■ Brief:
Count the lines in the records below that contain the string "neighboring", and reply with only that number.

[Start Data for processing]

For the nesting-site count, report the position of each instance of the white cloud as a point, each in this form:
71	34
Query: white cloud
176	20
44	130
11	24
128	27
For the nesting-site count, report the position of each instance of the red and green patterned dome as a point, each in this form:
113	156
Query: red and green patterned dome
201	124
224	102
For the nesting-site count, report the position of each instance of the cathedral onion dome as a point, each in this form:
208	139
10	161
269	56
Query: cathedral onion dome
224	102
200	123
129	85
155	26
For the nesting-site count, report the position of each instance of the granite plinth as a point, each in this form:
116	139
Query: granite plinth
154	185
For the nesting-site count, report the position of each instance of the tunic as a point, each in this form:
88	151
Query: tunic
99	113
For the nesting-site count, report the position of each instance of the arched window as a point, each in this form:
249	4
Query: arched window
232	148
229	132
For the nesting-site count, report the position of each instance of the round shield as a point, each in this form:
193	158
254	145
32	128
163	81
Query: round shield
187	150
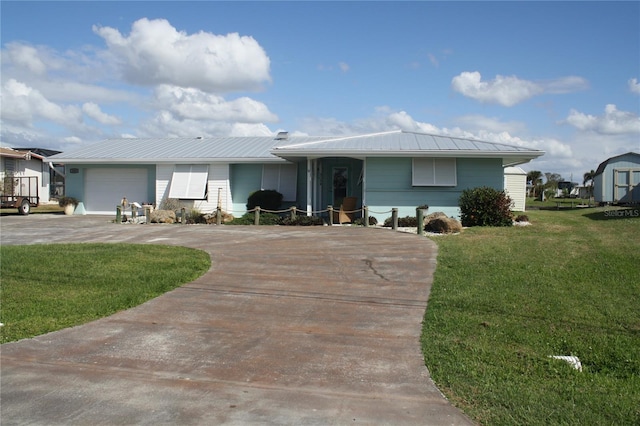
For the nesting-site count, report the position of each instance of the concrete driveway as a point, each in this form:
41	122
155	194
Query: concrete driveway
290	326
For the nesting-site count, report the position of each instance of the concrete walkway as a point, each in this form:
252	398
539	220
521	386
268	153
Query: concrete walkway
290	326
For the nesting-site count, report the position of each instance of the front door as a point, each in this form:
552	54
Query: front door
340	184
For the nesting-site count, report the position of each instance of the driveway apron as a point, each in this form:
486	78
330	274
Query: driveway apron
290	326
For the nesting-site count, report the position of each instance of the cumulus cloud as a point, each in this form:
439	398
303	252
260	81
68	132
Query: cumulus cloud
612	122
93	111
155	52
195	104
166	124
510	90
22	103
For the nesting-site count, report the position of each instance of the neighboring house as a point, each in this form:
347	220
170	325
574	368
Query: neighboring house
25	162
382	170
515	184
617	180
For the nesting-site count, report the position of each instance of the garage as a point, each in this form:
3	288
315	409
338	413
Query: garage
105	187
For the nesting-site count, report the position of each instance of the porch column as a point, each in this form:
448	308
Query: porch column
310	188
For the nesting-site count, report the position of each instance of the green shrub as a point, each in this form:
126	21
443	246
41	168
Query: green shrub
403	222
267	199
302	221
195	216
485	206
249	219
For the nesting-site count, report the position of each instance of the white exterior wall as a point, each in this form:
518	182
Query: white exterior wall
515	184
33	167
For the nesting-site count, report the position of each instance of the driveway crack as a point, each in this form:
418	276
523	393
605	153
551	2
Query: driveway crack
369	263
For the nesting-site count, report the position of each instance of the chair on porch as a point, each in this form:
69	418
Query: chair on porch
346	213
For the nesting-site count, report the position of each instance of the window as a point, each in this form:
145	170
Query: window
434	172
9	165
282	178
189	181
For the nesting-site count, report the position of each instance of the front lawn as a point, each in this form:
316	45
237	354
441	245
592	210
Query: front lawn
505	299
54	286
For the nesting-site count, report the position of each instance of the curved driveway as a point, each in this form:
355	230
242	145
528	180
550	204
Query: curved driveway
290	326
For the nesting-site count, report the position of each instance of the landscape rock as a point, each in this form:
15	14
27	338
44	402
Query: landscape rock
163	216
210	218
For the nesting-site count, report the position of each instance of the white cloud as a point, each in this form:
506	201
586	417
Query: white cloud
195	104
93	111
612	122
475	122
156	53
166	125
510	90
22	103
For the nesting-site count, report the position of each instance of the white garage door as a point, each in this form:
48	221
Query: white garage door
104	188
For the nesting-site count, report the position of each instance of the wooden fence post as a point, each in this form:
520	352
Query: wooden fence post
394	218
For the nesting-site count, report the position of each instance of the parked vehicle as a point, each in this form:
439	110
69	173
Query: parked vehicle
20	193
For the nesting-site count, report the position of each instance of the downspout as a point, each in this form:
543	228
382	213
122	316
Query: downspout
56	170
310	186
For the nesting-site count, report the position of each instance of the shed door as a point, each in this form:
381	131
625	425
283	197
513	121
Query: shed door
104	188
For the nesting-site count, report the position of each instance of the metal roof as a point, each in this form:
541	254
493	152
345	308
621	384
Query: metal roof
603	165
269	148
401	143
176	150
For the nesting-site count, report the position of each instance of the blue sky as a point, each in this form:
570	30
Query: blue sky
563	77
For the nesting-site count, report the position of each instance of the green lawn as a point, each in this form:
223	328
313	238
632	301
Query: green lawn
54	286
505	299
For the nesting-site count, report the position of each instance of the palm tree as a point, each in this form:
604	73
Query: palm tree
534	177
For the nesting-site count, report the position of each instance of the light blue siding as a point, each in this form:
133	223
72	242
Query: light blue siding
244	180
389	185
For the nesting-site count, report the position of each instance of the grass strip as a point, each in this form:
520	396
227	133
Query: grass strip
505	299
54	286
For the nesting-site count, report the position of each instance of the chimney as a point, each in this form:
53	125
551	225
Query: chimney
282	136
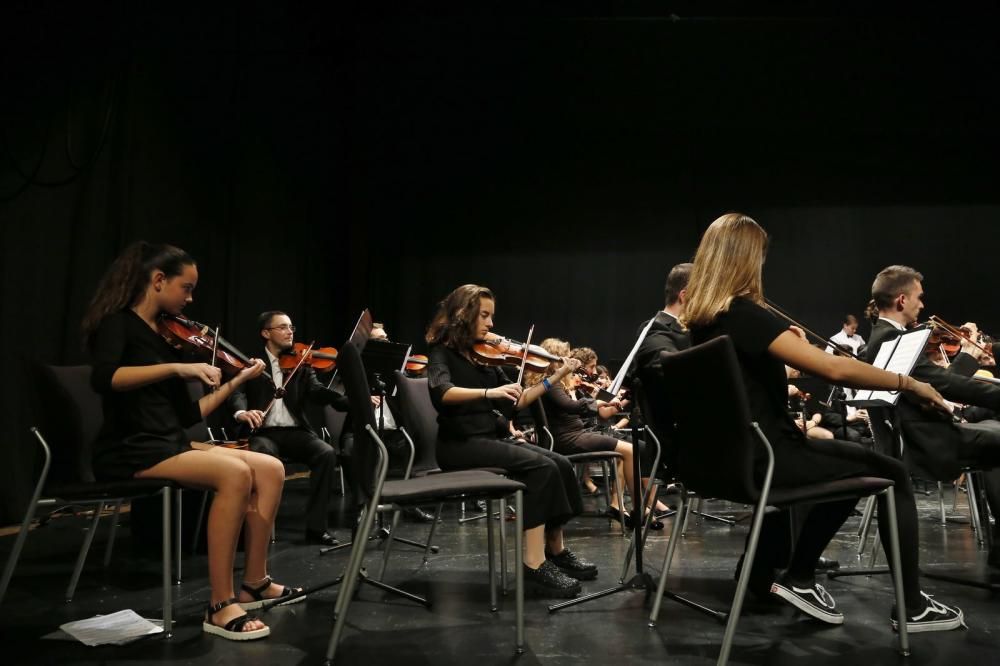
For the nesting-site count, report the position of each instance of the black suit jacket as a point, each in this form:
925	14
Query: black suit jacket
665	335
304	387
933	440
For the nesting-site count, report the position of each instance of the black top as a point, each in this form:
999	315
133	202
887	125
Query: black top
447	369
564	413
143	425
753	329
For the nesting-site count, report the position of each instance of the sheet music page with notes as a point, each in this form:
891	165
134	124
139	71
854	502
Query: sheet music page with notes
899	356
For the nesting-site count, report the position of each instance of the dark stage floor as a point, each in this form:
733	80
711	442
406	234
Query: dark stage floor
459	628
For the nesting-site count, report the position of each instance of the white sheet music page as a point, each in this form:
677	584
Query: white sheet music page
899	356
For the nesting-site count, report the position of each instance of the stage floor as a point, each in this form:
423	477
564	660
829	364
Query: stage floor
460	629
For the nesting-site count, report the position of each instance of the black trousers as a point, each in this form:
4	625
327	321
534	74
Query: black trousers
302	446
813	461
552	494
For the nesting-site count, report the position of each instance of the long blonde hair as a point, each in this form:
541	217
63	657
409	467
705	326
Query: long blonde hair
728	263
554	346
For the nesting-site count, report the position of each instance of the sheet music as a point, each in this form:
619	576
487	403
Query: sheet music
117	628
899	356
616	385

[End Data for processing]
[Start Data for processing]

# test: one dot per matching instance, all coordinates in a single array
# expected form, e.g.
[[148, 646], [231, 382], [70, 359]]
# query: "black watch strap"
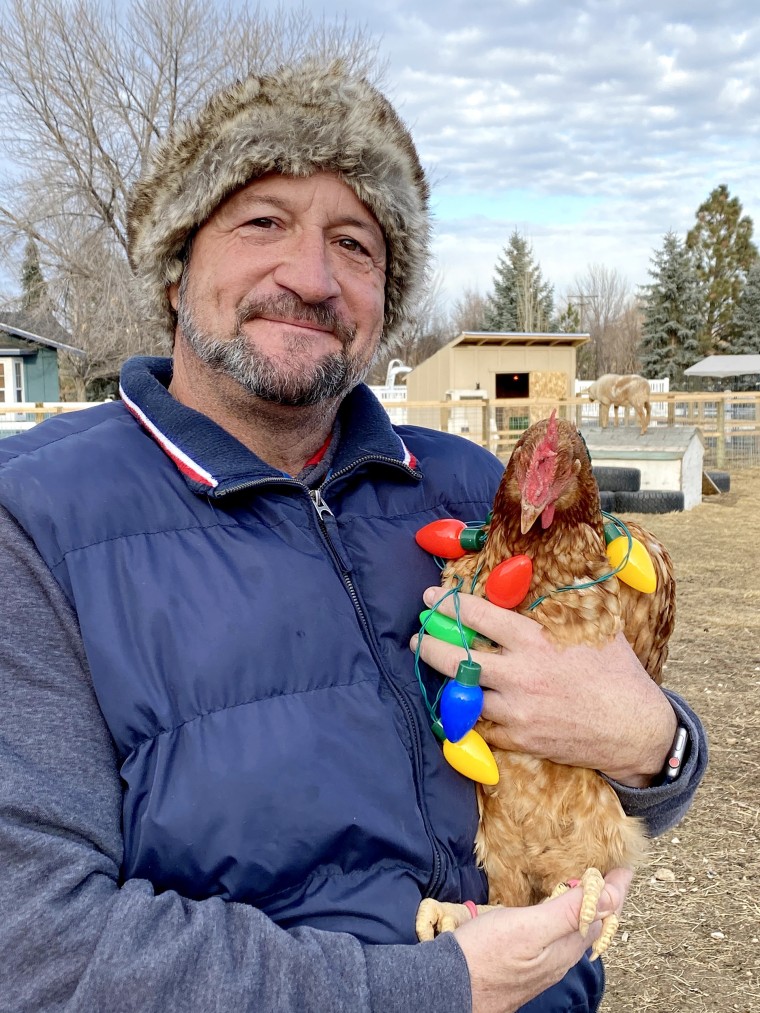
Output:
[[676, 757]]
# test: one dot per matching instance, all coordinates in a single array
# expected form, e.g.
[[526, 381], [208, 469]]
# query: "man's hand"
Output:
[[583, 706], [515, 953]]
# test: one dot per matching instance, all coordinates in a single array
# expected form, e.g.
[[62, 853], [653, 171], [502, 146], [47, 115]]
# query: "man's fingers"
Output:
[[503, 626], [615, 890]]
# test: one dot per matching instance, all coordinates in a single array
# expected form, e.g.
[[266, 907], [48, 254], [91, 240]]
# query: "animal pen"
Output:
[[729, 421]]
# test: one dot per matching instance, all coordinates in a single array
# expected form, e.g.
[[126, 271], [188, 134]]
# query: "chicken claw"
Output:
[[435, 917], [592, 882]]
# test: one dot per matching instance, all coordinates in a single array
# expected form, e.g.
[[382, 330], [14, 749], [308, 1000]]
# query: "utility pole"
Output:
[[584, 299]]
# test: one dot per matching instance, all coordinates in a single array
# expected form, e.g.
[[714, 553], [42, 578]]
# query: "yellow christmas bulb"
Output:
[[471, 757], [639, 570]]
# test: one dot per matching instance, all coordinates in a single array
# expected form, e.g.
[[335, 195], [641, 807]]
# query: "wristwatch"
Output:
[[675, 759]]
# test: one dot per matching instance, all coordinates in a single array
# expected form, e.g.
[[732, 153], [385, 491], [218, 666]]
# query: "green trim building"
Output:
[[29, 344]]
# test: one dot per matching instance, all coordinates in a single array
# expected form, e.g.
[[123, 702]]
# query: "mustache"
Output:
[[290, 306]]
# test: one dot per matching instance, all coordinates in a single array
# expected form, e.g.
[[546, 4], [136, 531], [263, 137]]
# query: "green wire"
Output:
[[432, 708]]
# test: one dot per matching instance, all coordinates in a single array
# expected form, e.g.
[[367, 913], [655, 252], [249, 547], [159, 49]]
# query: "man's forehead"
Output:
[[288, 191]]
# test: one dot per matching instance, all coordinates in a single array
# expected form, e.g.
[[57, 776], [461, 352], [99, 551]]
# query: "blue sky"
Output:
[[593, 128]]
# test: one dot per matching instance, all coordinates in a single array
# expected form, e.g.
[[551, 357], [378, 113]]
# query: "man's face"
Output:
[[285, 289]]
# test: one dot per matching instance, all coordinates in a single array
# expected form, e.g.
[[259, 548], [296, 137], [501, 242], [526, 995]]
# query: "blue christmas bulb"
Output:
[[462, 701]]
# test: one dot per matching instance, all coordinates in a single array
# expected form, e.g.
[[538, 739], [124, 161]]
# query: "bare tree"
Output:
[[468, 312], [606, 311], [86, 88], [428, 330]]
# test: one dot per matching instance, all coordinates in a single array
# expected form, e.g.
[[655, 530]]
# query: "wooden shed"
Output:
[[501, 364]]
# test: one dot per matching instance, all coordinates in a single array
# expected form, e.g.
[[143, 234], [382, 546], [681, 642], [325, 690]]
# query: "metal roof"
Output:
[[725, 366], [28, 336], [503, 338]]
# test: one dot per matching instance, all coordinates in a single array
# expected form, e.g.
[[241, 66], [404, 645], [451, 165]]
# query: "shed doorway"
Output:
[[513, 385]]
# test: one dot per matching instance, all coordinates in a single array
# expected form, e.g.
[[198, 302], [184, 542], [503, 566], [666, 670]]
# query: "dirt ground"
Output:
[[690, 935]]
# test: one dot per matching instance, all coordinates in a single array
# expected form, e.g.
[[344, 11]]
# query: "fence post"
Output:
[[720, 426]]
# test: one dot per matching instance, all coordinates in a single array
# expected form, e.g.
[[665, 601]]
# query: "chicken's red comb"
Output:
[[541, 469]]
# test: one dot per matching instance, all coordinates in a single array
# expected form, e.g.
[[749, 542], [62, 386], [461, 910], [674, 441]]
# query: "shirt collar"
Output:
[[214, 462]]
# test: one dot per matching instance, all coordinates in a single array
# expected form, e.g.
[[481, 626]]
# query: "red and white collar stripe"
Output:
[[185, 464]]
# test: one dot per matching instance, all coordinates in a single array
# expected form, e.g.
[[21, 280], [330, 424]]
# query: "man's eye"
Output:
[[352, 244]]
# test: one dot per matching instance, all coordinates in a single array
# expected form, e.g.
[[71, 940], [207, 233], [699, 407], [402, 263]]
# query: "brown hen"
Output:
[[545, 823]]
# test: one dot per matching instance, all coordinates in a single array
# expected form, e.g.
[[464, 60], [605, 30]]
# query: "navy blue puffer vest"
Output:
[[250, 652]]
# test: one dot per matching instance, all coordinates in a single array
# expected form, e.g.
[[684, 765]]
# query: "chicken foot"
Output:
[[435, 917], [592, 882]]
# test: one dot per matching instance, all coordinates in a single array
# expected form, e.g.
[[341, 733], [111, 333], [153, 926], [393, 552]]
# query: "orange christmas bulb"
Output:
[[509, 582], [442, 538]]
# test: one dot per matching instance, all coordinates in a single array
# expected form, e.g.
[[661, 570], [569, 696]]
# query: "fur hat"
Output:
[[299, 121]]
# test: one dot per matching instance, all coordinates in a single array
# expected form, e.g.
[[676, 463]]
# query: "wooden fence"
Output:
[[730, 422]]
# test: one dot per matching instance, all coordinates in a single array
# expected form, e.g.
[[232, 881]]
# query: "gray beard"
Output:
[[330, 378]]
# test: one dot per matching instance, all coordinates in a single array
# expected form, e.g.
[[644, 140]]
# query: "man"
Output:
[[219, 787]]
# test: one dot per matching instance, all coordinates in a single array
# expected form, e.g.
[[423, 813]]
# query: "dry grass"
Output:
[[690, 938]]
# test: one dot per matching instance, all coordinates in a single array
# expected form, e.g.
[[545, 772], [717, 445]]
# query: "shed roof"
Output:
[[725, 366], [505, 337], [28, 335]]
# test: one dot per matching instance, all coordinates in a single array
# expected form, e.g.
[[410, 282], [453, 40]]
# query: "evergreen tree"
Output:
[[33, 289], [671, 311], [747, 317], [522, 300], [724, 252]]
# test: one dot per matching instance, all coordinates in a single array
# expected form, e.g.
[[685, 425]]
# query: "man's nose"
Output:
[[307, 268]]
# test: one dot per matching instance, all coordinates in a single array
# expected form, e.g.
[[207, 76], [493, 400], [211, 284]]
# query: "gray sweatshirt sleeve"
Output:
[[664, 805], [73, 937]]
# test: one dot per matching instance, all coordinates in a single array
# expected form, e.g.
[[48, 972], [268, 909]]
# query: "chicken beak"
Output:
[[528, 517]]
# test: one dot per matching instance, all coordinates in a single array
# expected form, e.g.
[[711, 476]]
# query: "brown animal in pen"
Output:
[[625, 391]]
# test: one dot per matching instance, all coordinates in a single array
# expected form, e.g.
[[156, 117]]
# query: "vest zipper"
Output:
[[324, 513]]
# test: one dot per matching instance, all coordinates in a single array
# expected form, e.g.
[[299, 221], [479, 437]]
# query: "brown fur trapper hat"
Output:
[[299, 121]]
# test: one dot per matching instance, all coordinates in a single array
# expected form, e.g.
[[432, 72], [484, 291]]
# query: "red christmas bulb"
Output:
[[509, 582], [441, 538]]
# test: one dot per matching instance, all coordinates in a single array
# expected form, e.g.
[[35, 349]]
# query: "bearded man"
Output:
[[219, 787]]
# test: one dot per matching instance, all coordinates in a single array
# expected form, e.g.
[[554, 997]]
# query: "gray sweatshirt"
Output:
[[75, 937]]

[End Data for processing]

■ Exercise answer:
2